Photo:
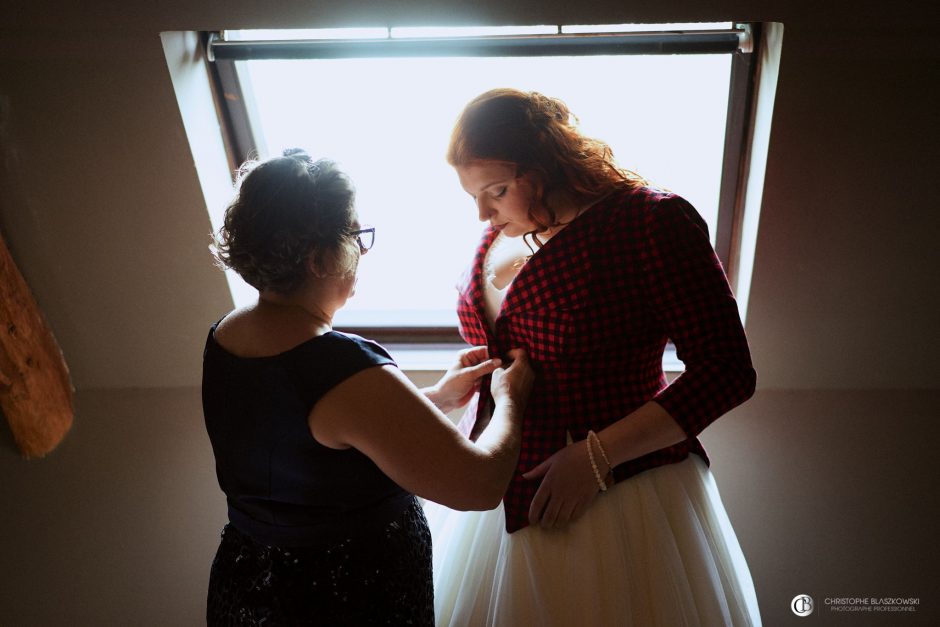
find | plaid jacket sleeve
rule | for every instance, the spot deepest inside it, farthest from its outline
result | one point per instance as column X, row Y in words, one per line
column 688, row 290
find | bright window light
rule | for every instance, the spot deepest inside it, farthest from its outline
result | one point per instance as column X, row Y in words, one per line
column 470, row 31
column 387, row 121
column 638, row 28
column 286, row 34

_ _ _ _

### WHAT IS REQUIRED
Rewrite all the records above with every "spot" changed to "location" and everything else unchanged. Leave the pictures out.

### TASK ANSWER
Photo:
find | plaid jacket sleeve
rule | for every instance, the location deepest inside it, farthest from its outline
result | one point per instance as column X, row Y in words, one per line
column 688, row 290
find | bright window light
rule | for every instance, the location deepest inside it, farthest from its outline
result | one point per instance as column X, row Y in words, one per line
column 470, row 31
column 387, row 121
column 638, row 28
column 286, row 34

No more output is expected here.